--- BEGIN Dataset records ---

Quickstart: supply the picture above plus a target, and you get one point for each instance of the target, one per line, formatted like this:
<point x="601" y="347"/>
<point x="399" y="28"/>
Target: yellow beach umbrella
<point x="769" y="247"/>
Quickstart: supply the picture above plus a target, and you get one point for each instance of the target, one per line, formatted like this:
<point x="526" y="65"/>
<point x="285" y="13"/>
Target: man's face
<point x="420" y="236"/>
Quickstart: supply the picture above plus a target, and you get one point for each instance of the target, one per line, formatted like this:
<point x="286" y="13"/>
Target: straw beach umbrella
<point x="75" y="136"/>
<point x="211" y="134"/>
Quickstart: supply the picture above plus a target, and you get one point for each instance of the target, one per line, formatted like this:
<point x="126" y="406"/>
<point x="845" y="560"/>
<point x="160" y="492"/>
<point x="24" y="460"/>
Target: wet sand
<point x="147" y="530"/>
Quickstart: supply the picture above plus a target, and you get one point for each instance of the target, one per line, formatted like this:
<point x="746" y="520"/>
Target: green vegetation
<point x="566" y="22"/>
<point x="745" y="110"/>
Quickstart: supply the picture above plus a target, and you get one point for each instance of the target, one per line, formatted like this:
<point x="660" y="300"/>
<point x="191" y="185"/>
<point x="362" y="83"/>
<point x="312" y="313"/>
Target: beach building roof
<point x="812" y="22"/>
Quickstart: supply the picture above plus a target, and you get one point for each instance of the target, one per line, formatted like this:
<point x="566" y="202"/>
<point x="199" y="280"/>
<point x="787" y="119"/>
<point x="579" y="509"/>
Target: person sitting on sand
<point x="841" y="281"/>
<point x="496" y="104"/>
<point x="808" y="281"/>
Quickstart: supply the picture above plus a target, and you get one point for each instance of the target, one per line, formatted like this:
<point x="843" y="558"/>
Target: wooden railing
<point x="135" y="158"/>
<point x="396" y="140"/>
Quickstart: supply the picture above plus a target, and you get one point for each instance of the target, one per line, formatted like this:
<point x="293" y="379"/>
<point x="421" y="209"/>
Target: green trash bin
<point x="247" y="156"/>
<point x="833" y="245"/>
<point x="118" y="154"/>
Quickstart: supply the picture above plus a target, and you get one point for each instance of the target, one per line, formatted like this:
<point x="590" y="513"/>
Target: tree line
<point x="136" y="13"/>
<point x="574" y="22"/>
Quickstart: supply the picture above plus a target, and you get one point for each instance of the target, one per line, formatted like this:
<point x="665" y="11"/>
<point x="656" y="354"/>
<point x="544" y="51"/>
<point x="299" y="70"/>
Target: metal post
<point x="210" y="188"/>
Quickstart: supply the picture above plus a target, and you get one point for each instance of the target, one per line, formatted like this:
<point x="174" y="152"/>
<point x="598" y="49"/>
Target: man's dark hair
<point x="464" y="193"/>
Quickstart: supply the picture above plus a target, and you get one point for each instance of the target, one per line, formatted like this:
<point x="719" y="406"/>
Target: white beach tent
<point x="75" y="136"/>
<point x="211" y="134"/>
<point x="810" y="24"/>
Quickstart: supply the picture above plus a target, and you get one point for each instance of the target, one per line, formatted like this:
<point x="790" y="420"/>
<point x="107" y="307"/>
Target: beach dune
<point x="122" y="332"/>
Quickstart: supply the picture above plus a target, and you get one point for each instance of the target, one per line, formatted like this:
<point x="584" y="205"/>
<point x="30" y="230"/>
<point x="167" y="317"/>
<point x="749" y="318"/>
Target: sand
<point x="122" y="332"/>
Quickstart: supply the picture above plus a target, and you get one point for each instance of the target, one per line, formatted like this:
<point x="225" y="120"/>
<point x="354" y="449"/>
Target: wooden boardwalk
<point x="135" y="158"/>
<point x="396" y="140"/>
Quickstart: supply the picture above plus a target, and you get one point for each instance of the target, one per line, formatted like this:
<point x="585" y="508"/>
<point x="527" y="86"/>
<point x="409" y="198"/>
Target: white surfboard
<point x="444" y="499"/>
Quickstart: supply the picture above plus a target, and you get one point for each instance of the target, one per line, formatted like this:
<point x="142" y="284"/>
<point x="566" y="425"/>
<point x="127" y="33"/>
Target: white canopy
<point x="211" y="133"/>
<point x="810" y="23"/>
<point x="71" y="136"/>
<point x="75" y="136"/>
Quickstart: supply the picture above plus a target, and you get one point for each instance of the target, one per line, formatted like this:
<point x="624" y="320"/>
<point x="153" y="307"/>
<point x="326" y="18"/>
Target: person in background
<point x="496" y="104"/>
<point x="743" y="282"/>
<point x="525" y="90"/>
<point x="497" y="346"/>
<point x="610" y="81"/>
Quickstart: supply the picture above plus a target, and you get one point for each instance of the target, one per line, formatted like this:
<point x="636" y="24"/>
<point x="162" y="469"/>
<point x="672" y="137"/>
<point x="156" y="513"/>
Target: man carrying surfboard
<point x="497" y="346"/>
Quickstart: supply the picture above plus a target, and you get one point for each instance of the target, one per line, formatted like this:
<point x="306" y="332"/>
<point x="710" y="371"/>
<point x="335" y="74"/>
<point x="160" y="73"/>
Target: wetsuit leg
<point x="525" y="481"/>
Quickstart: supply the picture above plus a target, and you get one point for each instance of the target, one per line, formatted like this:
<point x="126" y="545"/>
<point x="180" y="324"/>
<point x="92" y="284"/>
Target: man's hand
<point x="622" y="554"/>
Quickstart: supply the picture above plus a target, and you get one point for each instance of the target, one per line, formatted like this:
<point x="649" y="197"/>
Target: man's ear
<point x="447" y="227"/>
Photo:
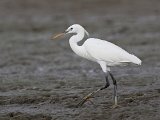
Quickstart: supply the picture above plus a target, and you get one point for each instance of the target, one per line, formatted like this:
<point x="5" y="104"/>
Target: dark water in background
<point x="43" y="79"/>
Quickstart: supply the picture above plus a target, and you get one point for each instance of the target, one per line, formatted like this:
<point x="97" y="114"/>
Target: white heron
<point x="105" y="53"/>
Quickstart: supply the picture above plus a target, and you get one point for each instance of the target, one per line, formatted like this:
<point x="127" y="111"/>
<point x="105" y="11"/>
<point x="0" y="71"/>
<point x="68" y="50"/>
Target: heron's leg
<point x="115" y="90"/>
<point x="87" y="97"/>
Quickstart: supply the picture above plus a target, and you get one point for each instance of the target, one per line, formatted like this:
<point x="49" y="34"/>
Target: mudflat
<point x="42" y="79"/>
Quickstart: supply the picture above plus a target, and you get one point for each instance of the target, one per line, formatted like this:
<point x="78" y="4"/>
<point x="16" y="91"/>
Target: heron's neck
<point x="73" y="41"/>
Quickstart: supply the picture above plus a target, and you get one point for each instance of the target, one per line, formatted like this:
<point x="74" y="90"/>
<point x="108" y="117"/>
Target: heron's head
<point x="73" y="29"/>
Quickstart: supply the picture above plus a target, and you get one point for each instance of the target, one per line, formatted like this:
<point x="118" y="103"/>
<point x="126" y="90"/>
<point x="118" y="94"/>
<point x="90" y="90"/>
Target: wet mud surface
<point x="42" y="79"/>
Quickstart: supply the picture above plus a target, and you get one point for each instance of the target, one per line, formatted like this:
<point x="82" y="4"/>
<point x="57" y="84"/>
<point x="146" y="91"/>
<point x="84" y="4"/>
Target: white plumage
<point x="105" y="53"/>
<point x="99" y="50"/>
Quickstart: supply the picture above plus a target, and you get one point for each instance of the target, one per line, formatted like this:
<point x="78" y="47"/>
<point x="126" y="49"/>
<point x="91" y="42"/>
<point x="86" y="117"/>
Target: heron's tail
<point x="135" y="60"/>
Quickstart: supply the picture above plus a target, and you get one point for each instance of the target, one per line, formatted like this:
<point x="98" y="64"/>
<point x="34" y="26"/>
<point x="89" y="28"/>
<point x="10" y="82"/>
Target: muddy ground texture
<point x="42" y="79"/>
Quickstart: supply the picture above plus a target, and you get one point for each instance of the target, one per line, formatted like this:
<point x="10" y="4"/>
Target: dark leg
<point x="94" y="92"/>
<point x="107" y="82"/>
<point x="115" y="89"/>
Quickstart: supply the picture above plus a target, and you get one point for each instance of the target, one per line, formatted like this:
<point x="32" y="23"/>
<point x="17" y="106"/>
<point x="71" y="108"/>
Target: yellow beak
<point x="58" y="35"/>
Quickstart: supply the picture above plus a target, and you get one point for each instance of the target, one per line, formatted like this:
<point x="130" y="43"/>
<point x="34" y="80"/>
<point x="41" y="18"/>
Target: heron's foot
<point x="85" y="99"/>
<point x="115" y="106"/>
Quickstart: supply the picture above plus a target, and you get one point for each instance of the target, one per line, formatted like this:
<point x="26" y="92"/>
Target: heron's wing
<point x="106" y="51"/>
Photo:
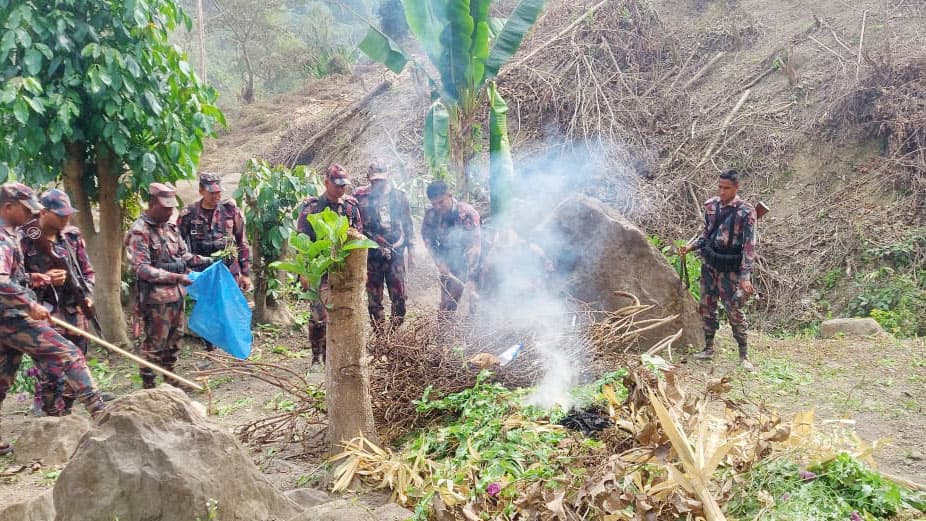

--- END Dataset records ---

Aim: How many lines in the rows above contain the string "umbrella"? Give only the number.

Answer for this exercise: 2